▶ _Given instruction_:
Answer these questions about the blog post below:
(a) Why is Corey Trager collecting articles?
(b) In general, what does the author consider choosing not to use an ORM to be?
(c) Under "Performance," writing an app in which language does the author compare to not using an ORM?

▶ _Passage_:

Totally awesome software for iPhone and OS X

Friday, November 21, 2008

Is not using an ORM premature optimisation?

Corey Trager writes in this blog post about how he's "stockpiling ammunition" (collecting articles) to use in a workplace argument (discussion) against using an ORM solution in a project.

Now, apart from what he describes in his post, I don't know much about his project and in his case he may well be right to argue that using an ORM, for them, is a complete waste of time and effort. I don't know.

But in the general case (i.e. almost everywhere) I personally think that chosing not to use ORM is a premature optimisation. Simply giving hand waving arguments about performance without metrics and claiming that using ORM is just following the herd is not going to sway my point of view on this and here's why...

1. Performance

Ok, so you could argue that, even without supplying metrics, not using an ORM can ultimately be more performant for some scenarios (which may or may not represent real life usage patterns). But that's like arguing that writing your app in assembly language is going to run faster than the same thing done in Java, Ruby, Python etc. It may be technically true, but you're going to burn up a lot of time and build in a lot of complexity right from the start. So in terms of developer performance and code maintainability you're going to lose out.

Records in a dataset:
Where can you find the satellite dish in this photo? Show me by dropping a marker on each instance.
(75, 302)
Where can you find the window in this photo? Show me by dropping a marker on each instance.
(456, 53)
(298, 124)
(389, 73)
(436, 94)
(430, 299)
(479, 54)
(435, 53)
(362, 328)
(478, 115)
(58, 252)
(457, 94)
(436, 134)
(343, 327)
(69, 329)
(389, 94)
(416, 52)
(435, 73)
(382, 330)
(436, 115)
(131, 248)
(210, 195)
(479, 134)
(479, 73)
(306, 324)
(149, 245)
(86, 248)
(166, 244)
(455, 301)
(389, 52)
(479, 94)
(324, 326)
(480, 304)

▶ _Result for this task_:
(a) To use in a workplace argument against using an ORM solution in a project.
(b) A premature optimization.
(c) Assembly language.